Add 78 to each coordinate in the answers and write out again every line from the one with "Could you point out the forest" through the end of the rows, that line and the requests included. Leave the numbers in the requests and their format samples as they are.

-- START OF Excerpted records --

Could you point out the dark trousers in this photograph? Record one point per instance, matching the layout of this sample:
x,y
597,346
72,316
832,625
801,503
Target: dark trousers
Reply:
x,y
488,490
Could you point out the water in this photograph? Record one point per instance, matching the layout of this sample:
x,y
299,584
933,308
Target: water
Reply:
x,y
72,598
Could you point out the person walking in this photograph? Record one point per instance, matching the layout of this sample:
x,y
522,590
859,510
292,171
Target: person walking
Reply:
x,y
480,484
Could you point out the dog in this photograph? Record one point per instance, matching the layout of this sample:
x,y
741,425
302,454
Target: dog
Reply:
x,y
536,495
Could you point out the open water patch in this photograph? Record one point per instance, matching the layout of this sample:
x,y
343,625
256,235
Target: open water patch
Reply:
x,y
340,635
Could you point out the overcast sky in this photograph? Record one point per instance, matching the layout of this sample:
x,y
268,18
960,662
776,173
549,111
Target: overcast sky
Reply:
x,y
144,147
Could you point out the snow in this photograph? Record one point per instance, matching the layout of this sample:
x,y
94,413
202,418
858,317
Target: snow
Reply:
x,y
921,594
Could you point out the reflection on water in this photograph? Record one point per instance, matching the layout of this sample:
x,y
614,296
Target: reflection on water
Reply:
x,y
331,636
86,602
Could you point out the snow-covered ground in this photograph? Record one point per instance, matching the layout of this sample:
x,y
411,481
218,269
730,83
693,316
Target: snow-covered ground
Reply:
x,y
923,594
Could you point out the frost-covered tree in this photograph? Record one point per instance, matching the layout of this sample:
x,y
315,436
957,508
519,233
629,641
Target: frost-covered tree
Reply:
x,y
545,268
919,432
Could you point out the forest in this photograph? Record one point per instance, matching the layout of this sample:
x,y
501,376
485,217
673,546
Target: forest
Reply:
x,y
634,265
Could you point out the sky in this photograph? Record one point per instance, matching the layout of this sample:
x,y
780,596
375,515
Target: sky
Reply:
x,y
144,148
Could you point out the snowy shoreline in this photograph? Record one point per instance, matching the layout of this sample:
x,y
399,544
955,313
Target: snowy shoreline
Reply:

-- END OF Excerpted records --

- _The answer_
Could you point out the forest in this photograph? Record one point per instance, matching the layout of this sample:
x,y
501,376
485,217
673,546
Target: forest
Reply:
x,y
712,343
Could you point out the sky in this photograph? Record one point per instance, matching the layout of this sample:
x,y
780,596
375,515
Target: sky
Reply:
x,y
222,226
Could you point out the snowy shoreline in this photograph? Record one point per instance, matching the layout of this sample:
x,y
399,544
955,313
Target: snowy shoreline
Reply:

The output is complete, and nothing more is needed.